━━━━━ Текст страницы ━━━━━

Жульку спасаем: чем ей хуже, тем больше вкладываем труда в ее спасение. День за днем проходит, и когда придет день поворота, туда или сюда, то если сюда — мы будем счастливы, если туда — мы не будем страдать: мы же все сделали со своей стороны.
С Жулькой простился, сохранив навсегда в памяти ее прощальный вид. Поняв по моим шагам в сапогах, что я собираюсь, она заволновалась, забилась и с большим трудом подняла голову, но держать прямо ее не могла и качала мне головой вверх и вниз, то поднимая ее, то опуская, глаза же были расширены, насколько это было возможно, отчего получалось выражение как бы дружеского ужаса, каким любящий, побеждая на мгновение смерть, глядит на любимого.
Как только я к ней подошел, она уронила голову на подушку и смотрела на меня снизу одним полузакрытым глазом, вспоминающим, все помнящим, и я его вижу сейчас, и он останется со мной навсегда.
Было столько сказано нами друг другу в этот миг, что потом перед самым — отъездом я и не зашел даже к ней: мы простились.
Итак, Жулька страдала за близость свою к человеку.
Жизненные мысли, в которых растет человек, обращаются, как кометы: придут, почешутся и опять уйдут дозревать. Вчера в разговоре почесалась постоянная моя тема о женщине, сознающей, что поэты любят не ее, а свою мечту.
Прочитал Лондона «Мартин Иден». Был вовлечен в чтение, вспоминал и сравнивал свой роман с В. П. Измалковой.
Меня волновала большая любовь к Рут, совершенно похожая на мою любовь как стимул поэзии и соответствующая поведению.
Мне бы надо написать тоже личный роман в этом духе. Я увидел себя, как в зеркале, как я тогда в Париже тоже влюбился в призрак и потом, стремясь достигнуть этот призрак, стал делать к нему себе путь.

━━━━━

Формулировка задания
Какую книгу, по тексту страницы, прочитал рассказчик?

━━━━━ Исходные данные ━━━━━

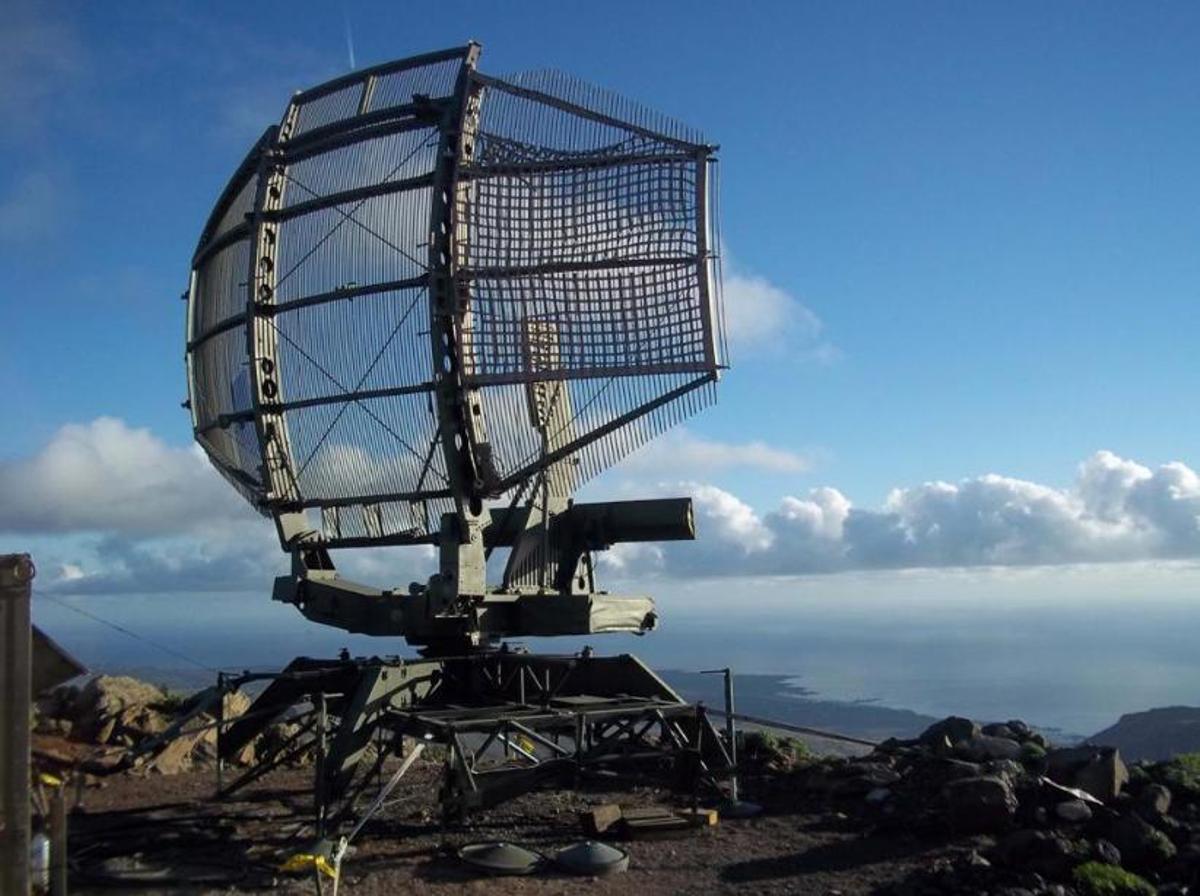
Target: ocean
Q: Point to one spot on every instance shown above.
(1068, 667)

━━━━━

Решение упражнения
Роман Лондона «Мартин Иден».